*Directions*.
All lines holding the word "rear" in the listing below need to be copied.

*Exercise inputs*.
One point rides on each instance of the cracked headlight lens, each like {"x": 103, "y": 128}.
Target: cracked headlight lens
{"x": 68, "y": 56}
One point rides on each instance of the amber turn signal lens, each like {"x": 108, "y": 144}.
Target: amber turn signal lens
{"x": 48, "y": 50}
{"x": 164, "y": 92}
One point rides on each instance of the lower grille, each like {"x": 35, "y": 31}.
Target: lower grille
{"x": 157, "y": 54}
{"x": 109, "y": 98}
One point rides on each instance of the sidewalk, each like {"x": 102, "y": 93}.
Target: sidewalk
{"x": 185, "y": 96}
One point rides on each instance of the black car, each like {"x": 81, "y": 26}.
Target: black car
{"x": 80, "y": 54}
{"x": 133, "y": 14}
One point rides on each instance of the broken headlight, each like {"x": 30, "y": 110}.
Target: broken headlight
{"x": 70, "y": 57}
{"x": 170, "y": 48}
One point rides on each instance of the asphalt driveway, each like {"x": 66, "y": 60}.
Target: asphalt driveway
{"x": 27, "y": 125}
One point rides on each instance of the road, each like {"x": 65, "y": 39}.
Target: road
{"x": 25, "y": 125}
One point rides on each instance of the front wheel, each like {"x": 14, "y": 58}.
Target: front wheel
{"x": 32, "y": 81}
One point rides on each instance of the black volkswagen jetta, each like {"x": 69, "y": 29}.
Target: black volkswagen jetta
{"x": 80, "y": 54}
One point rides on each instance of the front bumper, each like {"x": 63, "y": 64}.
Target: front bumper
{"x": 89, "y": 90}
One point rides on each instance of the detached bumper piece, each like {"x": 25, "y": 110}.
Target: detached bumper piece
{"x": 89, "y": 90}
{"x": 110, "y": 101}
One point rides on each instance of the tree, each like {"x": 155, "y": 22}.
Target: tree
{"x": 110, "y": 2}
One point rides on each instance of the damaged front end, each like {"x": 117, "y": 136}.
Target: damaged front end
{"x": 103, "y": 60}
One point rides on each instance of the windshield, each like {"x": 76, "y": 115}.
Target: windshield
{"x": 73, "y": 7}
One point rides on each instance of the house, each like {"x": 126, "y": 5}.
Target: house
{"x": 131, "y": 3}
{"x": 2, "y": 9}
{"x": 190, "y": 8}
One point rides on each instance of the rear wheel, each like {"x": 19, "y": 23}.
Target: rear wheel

*Written answer*.
One point rides on each instance of the rear wheel, each like {"x": 19, "y": 23}.
Target: rear wheel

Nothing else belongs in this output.